DOCUMENT SEGMENT

-----

Studio album by Stryper
- Released: October 16, 2015
- Recorded: 2014–2015 at Sprinthouse Studios (Northampton, Massachusetts) and Mixed Emotions (Middleton, Massachusetts).
- Genre: Christian metal, Christian rock, hard rock, glam metal, power metal
- Length: 52:22
- Label: Frontiers
- Producer: Michael Sweet

Stryper chronology
| Live at the Whisky (2014) | Fallen (2015) | God Damn Evil (2018) |

= Fallen (Stryper album) =

Fallen is the sixteenth release and the eleventh studio album by the Christian metal band Stryper, produced by the frontman Michael Sweet and released on October 16, 2015.

==Background==
Fallen is an album featuring the band's signature sounds and style on mostly original songs and one cover song, unlike several of their previous albums which covered their own songs (2013's Second Coming) and covers of others' works (2011's The Covering). However, the sound of the album is heavier, but still retains the band's melodic pattern. Five singles from the album have been released per month, "Yahweh", "Fallen", "Big Screen Lies", "Let There Be Light", and Stryper's second Black Sabbath cover, "After Forever".

==Critical reception==

Awarding the album four stars from HM magazine, Charlie Steffens wrote, "another wonderful album from some of rock and roll's best songwriters." Andy Argyrakis, giving the album four stars at CCM magazine, said, "Arguably the most game-changing Christian rock band in history, Stryper continues to excel with a steady stream of new music that fits right alongside a ten million-album selling catalogue." Rating the album a four out of five by The Phantom Tollbooth, Bert Saraco said, "Stryper marches on with Fallen – exactly what you want to hear from the iconic pop-metal band with a few surprises on the side". Derek Walker, in a four out of five review for The Phantom Tollbooth, responded, "It may not quite reach the heights of the previous release, but Fallen shows great ambition for a band this far into its career." In a four star review at Jesus Freak Hideout, Bert Gangl described, "the presence of the last few songs does ultimately render Fallen marginally less impressive than No More Hell to Pay."

-----

BRIEF
Answer these questions from the text on the Stryper album Fallen.
(a) At which two studios was the album recorded?
(b) Which single from the album is a Black Sabbath cover?
(c) For which magazine did Andy Argyrakis review the album, and how many stars did he give it?

-----

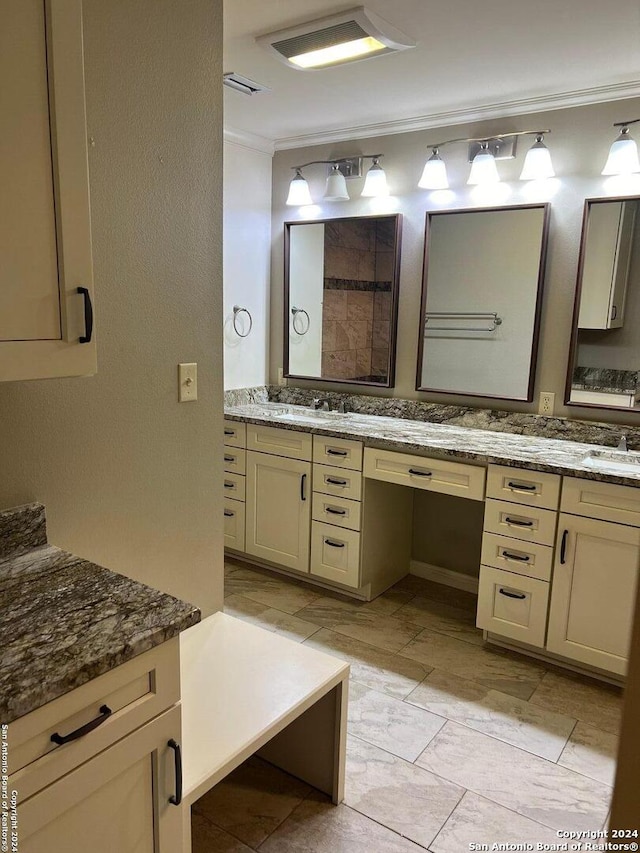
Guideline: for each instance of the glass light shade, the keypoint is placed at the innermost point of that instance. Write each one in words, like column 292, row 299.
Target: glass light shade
column 375, row 184
column 336, row 186
column 484, row 169
column 537, row 163
column 434, row 175
column 299, row 192
column 623, row 156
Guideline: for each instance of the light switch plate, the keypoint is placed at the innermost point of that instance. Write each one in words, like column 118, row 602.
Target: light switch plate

-----

ANSWER IN FULL
(a) Sprinthouse Studios in Northampton, Massachusetts, and Mixed Emotions in Middleton, Massachusetts.
(b) "After Forever."
(c) CCM magazine; four stars.